_Your instructions_
Return every line of the material below verbatim, adding, dropping, and altering nothing.

_Records to process_
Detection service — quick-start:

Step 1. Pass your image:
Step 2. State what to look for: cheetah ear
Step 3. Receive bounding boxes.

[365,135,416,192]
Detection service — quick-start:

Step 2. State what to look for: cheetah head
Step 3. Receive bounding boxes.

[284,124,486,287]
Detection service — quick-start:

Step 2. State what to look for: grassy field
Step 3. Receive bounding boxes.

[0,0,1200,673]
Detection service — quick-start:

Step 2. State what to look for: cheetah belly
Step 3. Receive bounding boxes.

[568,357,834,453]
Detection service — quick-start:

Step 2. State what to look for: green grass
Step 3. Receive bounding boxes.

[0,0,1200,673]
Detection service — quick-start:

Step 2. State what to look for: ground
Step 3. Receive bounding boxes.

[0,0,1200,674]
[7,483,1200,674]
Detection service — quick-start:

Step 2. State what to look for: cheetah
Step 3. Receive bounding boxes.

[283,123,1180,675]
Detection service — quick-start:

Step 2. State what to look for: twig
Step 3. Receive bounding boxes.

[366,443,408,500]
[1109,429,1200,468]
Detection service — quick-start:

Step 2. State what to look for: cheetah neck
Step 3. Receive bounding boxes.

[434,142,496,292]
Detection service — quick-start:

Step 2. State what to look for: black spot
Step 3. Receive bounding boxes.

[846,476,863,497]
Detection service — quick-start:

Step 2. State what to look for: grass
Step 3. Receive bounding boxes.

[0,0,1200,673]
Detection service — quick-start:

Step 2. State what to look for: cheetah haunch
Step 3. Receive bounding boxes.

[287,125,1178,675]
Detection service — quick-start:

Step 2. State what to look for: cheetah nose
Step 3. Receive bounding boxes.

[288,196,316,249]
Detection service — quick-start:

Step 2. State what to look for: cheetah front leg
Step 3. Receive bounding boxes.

_Complete output_
Detection service — quick-start:

Step 1. Pass your image:
Step 2. State what to look for: cheetah ear
Step 3. Receive bounding boxes.

[365,135,416,192]
Detection service — quick-start:

Step 2. State what to look for: cheetah head
Step 3. Receive bounding boxes.

[284,124,486,287]
Detection service — quick-start:

Step 2. State what to look for: grassy field
Step 3. Receive bounding boxes.

[0,0,1200,673]
Detection service — quick-start:

Step 2. State what to look for: cheetah belly
Step 3. Receive bounding boxes.

[568,357,834,453]
Detection service — quick-start:

Step 2. State what to look for: green grass
Step 3. Receive bounding boxes.

[0,0,1200,673]
Detection service — quick-start:

Step 2. State what to look for: ground
Step 3. Receive bounding boxes.

[0,0,1200,674]
[7,483,1200,674]
Detection service — quick-start:

Step 2. State what to look for: cheetah
Step 3. Receive bounding boxes.

[283,123,1180,675]
Detection service — quick-start:

Step 2. State what to look for: twig
Step 3. Receive bounding boxes.

[366,443,408,500]
[1109,429,1200,468]
Detection service — quick-start:

Step 2. State what to look for: cheetah neck
Step 3. Receive bounding boxes.

[434,142,496,292]
Detection service — quick-start:

Step 2. State what to look for: black spot
Step 3. Receive bounding boxes.

[846,476,863,497]
Detection service — quick-start:

Step 2. State what to look for: grass
Step 3. Receive bounding boxes.

[0,0,1200,673]
Detection service — quick-start:

Step 2. State what to look for: cheetah haunch
Step 3. Receive bounding boxes.

[287,125,1178,675]
Detection service — quick-start:

Step 2. State what to look for: cheetah nose
Step 3. Receive bounding boxes.

[288,196,316,249]
Detection service — quick-start:

Step 2. State what to look for: cheetah front leg
Step 3. Receive bounding boxes.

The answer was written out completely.